## Set exercise
Render each line of the data below as a string in a JSON list, omitting blank lines and leaving the pictures out.

## Given records
——————————
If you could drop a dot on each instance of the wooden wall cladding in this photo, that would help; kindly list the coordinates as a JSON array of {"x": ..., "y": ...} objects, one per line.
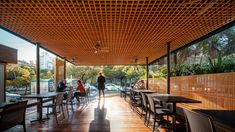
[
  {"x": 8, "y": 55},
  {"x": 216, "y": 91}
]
——————————
## Answer in full
[
  "If you could drop a dot on each instance of the wooden wall cladding in this photo, that would help; kindly list the coordinates as a JSON array of {\"x\": ..., \"y\": ...} objects, one per line.",
  "[",
  "  {\"x\": 8, \"y\": 55},",
  "  {\"x\": 216, \"y\": 91}",
  "]"
]